** Opening EXTRACT PROVIDED block **
Written by Davie Philip and Oliver Moore, CULTIVATE – The Sustainable Ireland Cooperative on 2020-09-14
The global pandemic means that we have moved rapidly from an era of disruptive technologies as occasional societal game changers, to one where disruptions in society are leading rapidly towards the application of technologies in more and more domains.
We have already seen digital marketplaces for local and artisan foods, expansive networks of small food producers, distributors, retailers, food hubs, food co-ops and buying groups are coming together to find the best way of shortening the food supply chain, and in the process helping to strengthen our communities resilience.
But in this new covid19 context, digital platforms like the Open Food Network (OFN) have emerged as a lifeline for small producers to maintain and grow markets while also giving people the option of better, fairer ways to source their food directly from growers, farmers and producers.
So in the new reality of physical distancing due to the Coronavirus, rural regions now urgently need fresh ways to strengthen social solidarity while building resilient local food economies.
** Closing EXTRACT PROVIDED block **
WHAT TO WORK ON:
A. In the article on local food networks, what have digital platforms like the Open Food Network (OFN) become for small producers in the covid19 context?
B. Write a continuation of the article on local food networks, starting after its final sentence.
The rows below the article come from a separate source.
** Opening LISTED RECORDS block **
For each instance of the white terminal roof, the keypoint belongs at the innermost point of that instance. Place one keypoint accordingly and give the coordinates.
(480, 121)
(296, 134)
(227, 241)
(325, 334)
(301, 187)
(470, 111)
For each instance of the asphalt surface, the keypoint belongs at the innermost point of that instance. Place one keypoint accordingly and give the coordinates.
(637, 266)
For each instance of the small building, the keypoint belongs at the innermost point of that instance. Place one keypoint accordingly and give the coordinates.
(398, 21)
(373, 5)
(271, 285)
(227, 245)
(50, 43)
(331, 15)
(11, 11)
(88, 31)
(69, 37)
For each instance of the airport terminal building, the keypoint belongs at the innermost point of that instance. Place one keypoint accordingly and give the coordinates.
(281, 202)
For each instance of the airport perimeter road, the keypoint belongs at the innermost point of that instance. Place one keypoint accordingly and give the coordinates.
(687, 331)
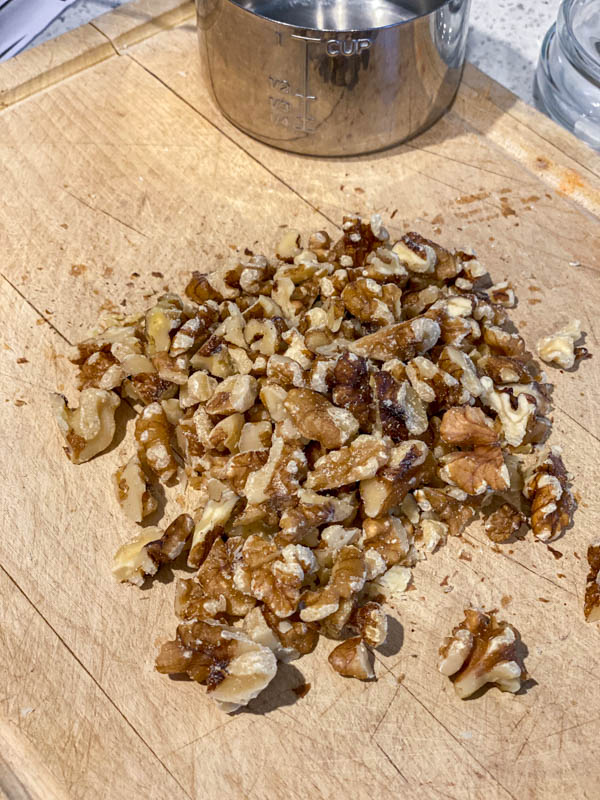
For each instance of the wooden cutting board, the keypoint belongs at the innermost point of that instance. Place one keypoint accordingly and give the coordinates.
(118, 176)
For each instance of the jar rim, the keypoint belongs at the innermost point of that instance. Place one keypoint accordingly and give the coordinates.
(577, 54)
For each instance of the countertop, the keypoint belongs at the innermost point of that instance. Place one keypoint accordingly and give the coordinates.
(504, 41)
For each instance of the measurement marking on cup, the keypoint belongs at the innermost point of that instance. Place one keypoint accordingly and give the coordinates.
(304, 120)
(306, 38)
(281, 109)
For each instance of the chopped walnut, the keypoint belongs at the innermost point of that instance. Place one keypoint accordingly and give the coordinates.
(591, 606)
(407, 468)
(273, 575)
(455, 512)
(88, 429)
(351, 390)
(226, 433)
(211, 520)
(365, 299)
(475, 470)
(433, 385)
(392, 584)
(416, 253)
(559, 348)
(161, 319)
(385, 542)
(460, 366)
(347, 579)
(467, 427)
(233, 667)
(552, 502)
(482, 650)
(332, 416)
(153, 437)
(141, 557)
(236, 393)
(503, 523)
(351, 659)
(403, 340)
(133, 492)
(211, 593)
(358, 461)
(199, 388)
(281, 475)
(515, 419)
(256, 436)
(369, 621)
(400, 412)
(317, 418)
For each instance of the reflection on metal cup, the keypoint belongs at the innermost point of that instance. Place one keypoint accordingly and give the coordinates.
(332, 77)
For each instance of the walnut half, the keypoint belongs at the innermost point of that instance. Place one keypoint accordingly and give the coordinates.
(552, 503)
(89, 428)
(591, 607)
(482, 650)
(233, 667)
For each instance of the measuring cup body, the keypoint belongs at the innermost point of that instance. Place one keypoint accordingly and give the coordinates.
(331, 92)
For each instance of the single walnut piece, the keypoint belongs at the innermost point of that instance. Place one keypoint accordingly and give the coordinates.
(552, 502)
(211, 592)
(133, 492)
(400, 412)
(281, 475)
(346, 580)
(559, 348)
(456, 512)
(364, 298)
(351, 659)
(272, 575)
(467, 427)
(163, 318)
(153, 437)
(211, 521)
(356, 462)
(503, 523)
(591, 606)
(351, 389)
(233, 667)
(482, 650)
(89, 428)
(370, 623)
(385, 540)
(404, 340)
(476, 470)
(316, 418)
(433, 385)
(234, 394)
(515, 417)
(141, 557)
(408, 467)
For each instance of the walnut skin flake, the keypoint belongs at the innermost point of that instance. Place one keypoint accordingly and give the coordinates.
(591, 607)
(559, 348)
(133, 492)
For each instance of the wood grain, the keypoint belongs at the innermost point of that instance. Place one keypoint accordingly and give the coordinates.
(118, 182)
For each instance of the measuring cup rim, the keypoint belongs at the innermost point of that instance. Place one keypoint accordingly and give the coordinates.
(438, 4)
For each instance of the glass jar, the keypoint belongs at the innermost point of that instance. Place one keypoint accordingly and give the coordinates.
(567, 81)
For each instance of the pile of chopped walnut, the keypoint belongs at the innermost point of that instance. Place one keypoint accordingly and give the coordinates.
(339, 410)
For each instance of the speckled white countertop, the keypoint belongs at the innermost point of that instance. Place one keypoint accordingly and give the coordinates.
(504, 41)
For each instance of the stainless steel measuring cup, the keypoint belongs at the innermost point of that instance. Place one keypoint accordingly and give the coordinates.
** Closing LISTED RECORDS block **
** Opening LISTED RECORDS block **
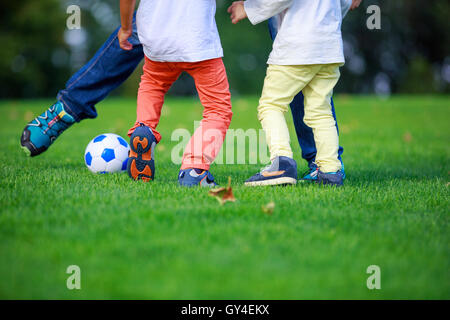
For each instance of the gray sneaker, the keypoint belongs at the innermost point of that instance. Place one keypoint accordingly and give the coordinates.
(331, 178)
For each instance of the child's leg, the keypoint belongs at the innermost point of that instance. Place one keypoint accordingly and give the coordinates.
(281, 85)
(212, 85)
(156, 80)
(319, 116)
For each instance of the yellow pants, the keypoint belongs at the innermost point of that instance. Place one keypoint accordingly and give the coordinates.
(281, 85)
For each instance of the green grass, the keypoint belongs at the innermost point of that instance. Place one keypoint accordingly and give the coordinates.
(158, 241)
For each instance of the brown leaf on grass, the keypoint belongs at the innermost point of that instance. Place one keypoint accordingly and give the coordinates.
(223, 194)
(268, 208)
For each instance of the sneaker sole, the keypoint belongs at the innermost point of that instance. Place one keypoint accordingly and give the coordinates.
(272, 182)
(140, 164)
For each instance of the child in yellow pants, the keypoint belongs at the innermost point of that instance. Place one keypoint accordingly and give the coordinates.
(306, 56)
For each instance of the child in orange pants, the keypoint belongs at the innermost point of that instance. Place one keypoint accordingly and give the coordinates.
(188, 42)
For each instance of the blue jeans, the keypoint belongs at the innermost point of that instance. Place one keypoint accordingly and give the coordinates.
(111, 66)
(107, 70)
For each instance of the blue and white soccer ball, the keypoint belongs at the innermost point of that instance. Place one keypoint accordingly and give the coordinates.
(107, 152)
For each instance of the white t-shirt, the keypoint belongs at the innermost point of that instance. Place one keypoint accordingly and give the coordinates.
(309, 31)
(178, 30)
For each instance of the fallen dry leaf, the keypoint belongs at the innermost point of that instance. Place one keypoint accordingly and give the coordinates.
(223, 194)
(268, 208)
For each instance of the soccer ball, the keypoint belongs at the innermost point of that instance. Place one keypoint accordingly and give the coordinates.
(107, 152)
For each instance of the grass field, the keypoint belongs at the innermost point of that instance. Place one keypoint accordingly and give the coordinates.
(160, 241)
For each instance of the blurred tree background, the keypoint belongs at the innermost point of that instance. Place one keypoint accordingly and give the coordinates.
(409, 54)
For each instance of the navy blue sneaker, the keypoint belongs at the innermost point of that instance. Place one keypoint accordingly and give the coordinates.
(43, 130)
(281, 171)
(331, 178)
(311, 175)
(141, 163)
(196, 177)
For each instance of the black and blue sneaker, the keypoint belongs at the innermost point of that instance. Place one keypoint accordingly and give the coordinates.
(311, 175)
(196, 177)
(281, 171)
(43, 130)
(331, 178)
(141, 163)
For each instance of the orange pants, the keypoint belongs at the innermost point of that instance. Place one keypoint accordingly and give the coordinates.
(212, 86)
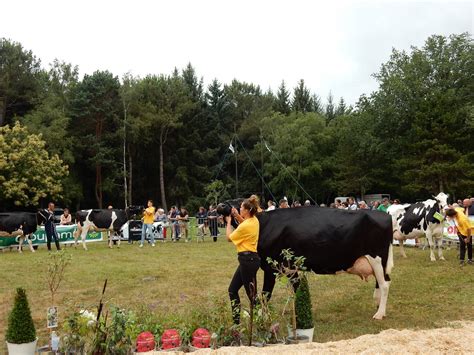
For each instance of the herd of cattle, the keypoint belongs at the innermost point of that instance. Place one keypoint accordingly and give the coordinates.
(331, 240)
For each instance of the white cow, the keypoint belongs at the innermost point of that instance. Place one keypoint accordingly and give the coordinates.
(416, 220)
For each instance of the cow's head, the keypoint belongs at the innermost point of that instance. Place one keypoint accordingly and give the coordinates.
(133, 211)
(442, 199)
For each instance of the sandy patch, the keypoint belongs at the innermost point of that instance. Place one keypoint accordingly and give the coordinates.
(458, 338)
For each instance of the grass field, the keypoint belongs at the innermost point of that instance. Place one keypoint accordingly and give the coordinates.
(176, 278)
** Closing LISTED RECORDS block **
ANSWER LIST:
A. A lifeline that lets them maintain and grow markets.

B.
There are many manifestations of OFN, which is already established in 13 countries. Coops and wholesalers can manage buying groups and supply produce through networks of food hubs and shops; communities can bring together producers to create a virtual farmers’ market, building a resilient local food economy; food banks can use OFN to distribute surplus and donated food.
OFN is an open source, not-for-profit, online platform, which allows food producers to sell directly through a virtual farmers market. Similar Platforms like NeighbourFood and the Food Assembly in Europe are proprietary software, owned and controlled by their developers. OFN is open source which means that it is owned collectively and we make decisions collectively about how the software is changed, how it is developed and who can use it for what.
OFN is a distributed, collaborative organisation run by committed people all over the world. It blends aspects of sociocracy with governance elements that have been developed over time in response to specific challenges and tensions in those models. OFN takes inspiration from permaculture, paying attention to the resilience and sustainability of the organisation. As such, national and local hubs are encouraged to develop their own leadership within the global community.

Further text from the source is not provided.